§ **WHAT IS NEEDED**
Repeat every line of the data below word for word, omitting the pictures.

§ **DATA FOR THIS TASK**
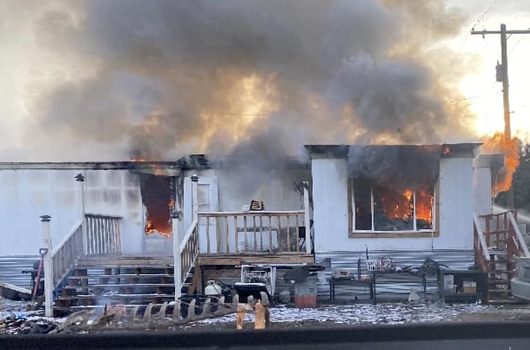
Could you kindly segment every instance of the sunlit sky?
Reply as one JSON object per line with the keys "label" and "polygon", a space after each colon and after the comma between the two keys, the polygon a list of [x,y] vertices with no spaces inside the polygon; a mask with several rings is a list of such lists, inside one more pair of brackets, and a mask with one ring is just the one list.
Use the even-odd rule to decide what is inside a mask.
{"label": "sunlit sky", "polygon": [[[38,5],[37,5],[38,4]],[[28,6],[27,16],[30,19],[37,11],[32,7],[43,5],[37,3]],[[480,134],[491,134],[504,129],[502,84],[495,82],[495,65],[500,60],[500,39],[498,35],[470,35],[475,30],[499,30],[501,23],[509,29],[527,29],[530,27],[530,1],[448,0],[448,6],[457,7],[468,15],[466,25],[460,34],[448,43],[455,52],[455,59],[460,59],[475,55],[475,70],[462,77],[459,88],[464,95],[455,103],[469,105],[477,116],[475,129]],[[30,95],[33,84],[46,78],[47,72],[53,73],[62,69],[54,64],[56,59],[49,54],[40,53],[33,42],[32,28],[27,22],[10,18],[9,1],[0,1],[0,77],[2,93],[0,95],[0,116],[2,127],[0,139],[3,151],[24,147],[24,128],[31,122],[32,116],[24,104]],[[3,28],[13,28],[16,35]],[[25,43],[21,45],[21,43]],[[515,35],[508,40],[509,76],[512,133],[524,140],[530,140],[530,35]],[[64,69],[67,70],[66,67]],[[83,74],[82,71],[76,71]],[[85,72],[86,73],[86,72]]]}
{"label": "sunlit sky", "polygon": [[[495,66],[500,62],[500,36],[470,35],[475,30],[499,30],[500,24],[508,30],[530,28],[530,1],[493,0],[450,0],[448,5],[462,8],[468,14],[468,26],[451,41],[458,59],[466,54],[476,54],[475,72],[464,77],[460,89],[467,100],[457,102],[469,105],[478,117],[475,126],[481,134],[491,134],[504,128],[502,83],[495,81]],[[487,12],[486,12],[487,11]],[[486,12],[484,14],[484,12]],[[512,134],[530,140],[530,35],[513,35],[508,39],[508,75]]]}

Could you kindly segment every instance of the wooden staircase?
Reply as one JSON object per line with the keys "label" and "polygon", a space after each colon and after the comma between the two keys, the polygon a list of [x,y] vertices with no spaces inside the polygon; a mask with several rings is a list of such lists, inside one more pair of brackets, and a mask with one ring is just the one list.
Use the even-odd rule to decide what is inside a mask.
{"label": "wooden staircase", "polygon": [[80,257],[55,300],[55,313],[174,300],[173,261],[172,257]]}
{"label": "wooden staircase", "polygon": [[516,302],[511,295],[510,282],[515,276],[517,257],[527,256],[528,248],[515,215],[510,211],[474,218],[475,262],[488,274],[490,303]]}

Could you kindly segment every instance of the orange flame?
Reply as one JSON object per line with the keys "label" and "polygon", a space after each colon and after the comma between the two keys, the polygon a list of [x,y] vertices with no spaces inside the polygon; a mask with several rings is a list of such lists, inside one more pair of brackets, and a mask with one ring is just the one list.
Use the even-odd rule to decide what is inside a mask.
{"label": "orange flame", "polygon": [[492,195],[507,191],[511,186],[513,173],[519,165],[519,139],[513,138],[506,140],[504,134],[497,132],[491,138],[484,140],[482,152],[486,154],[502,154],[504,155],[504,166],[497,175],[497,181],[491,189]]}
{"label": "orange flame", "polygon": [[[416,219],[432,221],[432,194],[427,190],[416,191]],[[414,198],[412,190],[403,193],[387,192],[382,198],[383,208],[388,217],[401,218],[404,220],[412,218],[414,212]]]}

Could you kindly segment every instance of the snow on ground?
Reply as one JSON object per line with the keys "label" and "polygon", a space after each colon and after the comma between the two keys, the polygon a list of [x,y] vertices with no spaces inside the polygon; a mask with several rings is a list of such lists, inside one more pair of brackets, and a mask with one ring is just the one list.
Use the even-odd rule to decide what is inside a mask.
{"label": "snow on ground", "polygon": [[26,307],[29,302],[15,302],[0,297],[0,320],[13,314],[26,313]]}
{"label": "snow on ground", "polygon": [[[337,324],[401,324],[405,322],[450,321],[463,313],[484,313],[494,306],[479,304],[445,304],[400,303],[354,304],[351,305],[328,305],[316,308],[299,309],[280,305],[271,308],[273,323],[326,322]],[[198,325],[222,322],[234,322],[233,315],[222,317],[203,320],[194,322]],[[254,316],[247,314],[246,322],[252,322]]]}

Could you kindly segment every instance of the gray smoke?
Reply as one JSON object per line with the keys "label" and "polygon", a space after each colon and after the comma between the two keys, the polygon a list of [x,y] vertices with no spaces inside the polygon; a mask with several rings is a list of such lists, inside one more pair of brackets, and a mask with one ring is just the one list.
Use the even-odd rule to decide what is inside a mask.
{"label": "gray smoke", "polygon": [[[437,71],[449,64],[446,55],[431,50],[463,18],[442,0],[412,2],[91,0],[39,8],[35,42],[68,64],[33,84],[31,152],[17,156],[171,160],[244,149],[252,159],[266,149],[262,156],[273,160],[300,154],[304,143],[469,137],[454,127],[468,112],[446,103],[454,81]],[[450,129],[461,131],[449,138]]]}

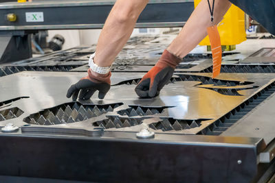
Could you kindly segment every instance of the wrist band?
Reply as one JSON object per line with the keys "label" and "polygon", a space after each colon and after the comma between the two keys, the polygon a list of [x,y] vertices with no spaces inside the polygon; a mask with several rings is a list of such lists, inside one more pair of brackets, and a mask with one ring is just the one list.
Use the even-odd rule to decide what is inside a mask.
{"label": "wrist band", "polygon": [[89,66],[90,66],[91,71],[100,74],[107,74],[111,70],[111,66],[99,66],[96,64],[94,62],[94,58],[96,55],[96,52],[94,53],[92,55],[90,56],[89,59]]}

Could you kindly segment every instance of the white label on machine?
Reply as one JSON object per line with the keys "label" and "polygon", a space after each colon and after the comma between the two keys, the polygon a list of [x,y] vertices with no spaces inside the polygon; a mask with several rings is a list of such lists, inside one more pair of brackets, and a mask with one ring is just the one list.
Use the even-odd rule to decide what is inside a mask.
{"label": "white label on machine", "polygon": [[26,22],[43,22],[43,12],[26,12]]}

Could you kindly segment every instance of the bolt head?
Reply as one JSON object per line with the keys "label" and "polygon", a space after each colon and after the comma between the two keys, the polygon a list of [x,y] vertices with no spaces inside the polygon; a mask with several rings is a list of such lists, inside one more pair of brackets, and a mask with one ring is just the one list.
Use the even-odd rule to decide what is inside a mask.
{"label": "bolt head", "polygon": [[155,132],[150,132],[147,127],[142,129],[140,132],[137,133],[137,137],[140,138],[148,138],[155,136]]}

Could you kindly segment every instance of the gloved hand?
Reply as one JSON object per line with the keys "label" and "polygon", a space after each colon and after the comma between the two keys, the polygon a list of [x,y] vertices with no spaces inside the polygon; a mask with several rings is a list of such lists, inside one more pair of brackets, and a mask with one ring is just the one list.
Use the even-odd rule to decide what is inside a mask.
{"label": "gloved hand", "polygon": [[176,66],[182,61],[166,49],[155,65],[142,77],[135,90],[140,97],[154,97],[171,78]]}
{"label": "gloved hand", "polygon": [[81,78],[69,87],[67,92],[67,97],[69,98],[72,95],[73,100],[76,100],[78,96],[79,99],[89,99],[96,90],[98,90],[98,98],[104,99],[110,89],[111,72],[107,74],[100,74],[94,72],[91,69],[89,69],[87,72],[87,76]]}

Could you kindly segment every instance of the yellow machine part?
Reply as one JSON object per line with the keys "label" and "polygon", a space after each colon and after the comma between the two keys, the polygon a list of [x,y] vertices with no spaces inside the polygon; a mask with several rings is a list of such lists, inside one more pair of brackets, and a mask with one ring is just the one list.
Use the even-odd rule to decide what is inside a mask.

§ **RIGHT ANSWER**
Could you kindly segment every instance of the sunlit sky?
Reply as one JSON object per line with the keys "label" and "polygon", a space after each colon and after the comma between the two keys, the polygon a list of [x,y] vertices with no spaces inside the polygon; a mask with several rings is a list of such lists, inside one more pair of brackets, and a mask with one ring is just the one list.
Use the even-odd rule to decide what is inside a mask.
{"label": "sunlit sky", "polygon": [[[38,5],[37,5],[38,4]],[[28,6],[27,16],[30,19],[37,11],[32,7],[43,5],[37,3]],[[480,134],[491,134],[504,129],[502,84],[495,82],[495,65],[500,60],[500,39],[498,35],[470,35],[475,30],[499,30],[501,23],[509,29],[527,29],[530,27],[530,1],[448,0],[448,6],[457,7],[468,15],[466,25],[460,34],[448,43],[455,52],[455,59],[460,59],[475,55],[475,70],[462,77],[459,88],[464,95],[455,103],[469,105],[477,116],[475,129]],[[30,95],[33,84],[46,78],[47,72],[53,73],[62,69],[54,64],[56,59],[49,54],[40,53],[33,42],[32,28],[27,22],[10,18],[9,1],[0,1],[0,77],[2,93],[0,95],[0,116],[2,127],[0,139],[3,151],[24,147],[24,128],[31,122],[32,116],[24,104]],[[3,28],[13,28],[16,35]],[[25,43],[21,45],[21,43]],[[515,35],[508,40],[509,76],[512,133],[524,140],[530,140],[530,35]],[[64,69],[67,70],[66,67]],[[83,74],[82,71],[76,71]],[[85,72],[86,73],[86,72]]]}
{"label": "sunlit sky", "polygon": [[[495,66],[500,62],[500,36],[470,35],[475,30],[499,30],[500,24],[508,30],[530,28],[530,1],[493,0],[450,0],[448,5],[462,8],[468,14],[468,26],[451,41],[458,59],[466,54],[476,54],[475,72],[464,77],[460,89],[467,100],[457,102],[469,105],[478,117],[475,126],[481,134],[491,134],[504,128],[502,83],[495,81]],[[487,12],[486,12],[487,11]],[[486,12],[484,14],[484,12]],[[512,134],[530,140],[530,35],[513,35],[508,39],[508,75]]]}

Could you kindly segment every instance of the wooden staircase?
Reply as one JSON object per line with the keys "label" and "polygon", a space after each colon and after the comma between the two keys, the polygon a list of [x,y] vertices with no spaces inside the polygon; a mask with several rings is a list of such lists, inside one more pair of brackets, and a mask with one ring is just the one list.
Use the even-odd rule to decide what is inside a mask.
{"label": "wooden staircase", "polygon": [[80,257],[55,300],[55,313],[174,300],[173,261],[172,257]]}
{"label": "wooden staircase", "polygon": [[516,302],[511,295],[510,282],[515,276],[517,257],[527,256],[528,248],[515,215],[510,211],[474,218],[475,262],[488,274],[490,303]]}

Could you kindly segment every instance of the orange flame?
Reply as one JSON object per line with the keys "label" and "polygon", a space after each colon and after the comma between the two keys, the polygon a list of [x,y] vertices with no spaces inside the polygon; a mask with several rings is a list of such lists, inside one more pair of brackets, and a mask with one ring is just the one list.
Use the even-odd rule to decide what is inside a mask.
{"label": "orange flame", "polygon": [[492,195],[507,191],[511,186],[513,173],[519,165],[519,139],[513,138],[506,140],[504,134],[497,132],[491,138],[484,140],[482,152],[486,154],[502,154],[504,155],[504,166],[497,175],[497,181],[491,189]]}
{"label": "orange flame", "polygon": [[[416,219],[432,221],[432,194],[427,190],[416,191]],[[414,198],[412,190],[403,193],[387,192],[382,198],[383,208],[388,217],[401,218],[404,220],[412,218],[414,212]]]}

Could you kindly segment every instance of the snow on ground?
Reply as one JSON object per line with the keys "label" and "polygon", a space after each colon and after the comma between the two keys, the polygon a list of [x,y] vertices with no spaces inside the polygon; a mask with several rings is a list of such lists, inside one more pair of brackets, and a mask with one ring is just the one list.
Use the even-odd rule to decide what is inside a mask.
{"label": "snow on ground", "polygon": [[26,307],[29,302],[15,302],[0,297],[0,320],[13,314],[26,313]]}
{"label": "snow on ground", "polygon": [[[337,324],[401,324],[405,322],[450,321],[463,313],[484,313],[494,306],[479,304],[445,304],[400,303],[354,304],[351,305],[328,305],[316,308],[299,309],[280,305],[271,308],[273,323],[326,322]],[[198,325],[222,322],[234,322],[233,315],[222,317],[203,320],[194,322]],[[254,316],[247,314],[246,322],[252,322]]]}

Could you kindly segment every instance of the gray smoke?
Reply as one JSON object per line with the keys "label" and "polygon", a space after each colon and after the comma between the two keys, the polygon a list of [x,y] vertices with no spaces inside the polygon; a mask with several rings is a list of such lists, inside one more pair of brackets, and a mask with one ring is just the one list.
Use the even-odd rule to decide what is inside a mask.
{"label": "gray smoke", "polygon": [[[437,71],[449,64],[446,55],[431,50],[463,18],[442,0],[412,2],[91,0],[39,8],[35,42],[68,64],[33,84],[31,152],[17,156],[171,160],[244,149],[252,159],[266,149],[262,156],[273,160],[300,154],[304,143],[469,137],[454,127],[468,112],[446,103],[454,81]],[[450,129],[461,131],[449,138]]]}

Could you kindly segment every instance of the wrist band?
Reply as one JSON object per line with the keys "label" and "polygon", a space after each colon and after the comma between the two keys, the polygon a list of [x,y] vertices with no spaces inside the polygon; a mask with several rings is a list of such lists, inside one more pair of brackets, and a mask with one ring is just the one list.
Use the even-odd rule to decide what is inside a mask.
{"label": "wrist band", "polygon": [[89,66],[90,66],[91,71],[100,74],[107,74],[111,70],[111,66],[99,66],[96,64],[94,62],[94,58],[96,55],[96,52],[94,53],[92,55],[90,56],[89,59]]}

Could you kindly segment every instance of the white label on machine?
Reply as one JSON object per line with the keys "label" and "polygon", a space after each colon and after the comma between the two keys, the polygon a list of [x,y] vertices with no spaces inside the polygon; a mask with several rings is a list of such lists, inside one more pair of brackets, and a mask with one ring is just the one list.
Use the even-odd rule to decide what is inside a mask.
{"label": "white label on machine", "polygon": [[26,22],[43,22],[43,12],[26,12]]}

Could you kindly segment every instance of the bolt head?
Reply as one JSON object per line with the keys "label" and "polygon", a space after each colon and after the comma between the two keys, the polygon a list of [x,y] vertices with no spaces inside the polygon; a mask with several rings is a list of such lists, inside one more pair of brackets, and a mask with one ring is just the one list.
Use the even-odd rule to decide what is inside a mask.
{"label": "bolt head", "polygon": [[155,132],[150,132],[147,127],[142,129],[140,132],[137,133],[137,137],[140,138],[148,138],[155,136]]}

Could you kindly segment every instance of the gloved hand?
Reply as one JSON object per line with the keys "label" and "polygon", a space after each colon and after the comma between the two keys, the polygon a list of [x,y] vertices with no spaces inside the polygon; a mask with several rings is a list of such lists, inside one more pair of brackets, and a mask with one ring is just the one list.
Use the even-odd rule to decide what is inside a mask.
{"label": "gloved hand", "polygon": [[176,66],[182,61],[166,49],[155,65],[142,77],[135,90],[140,97],[154,97],[171,78]]}
{"label": "gloved hand", "polygon": [[81,78],[69,87],[67,92],[67,97],[69,98],[72,95],[73,100],[76,100],[78,96],[79,99],[89,99],[96,90],[98,90],[98,98],[104,99],[110,89],[111,72],[107,74],[100,74],[94,72],[91,69],[89,69],[87,72],[87,76]]}

Could you kindly segment every instance of the yellow machine part?
Reply as one JSON object per line with the keys "label" and "polygon", a space after each colon and after the comma between the two keys, the polygon a list of [x,y] vertices with no spaces inside the polygon; a mask with several rings is a list of such lists, inside one more pair of brackets, and a mask with one ring is just the one list.
Use the even-odd rule to decide what is inside a mask.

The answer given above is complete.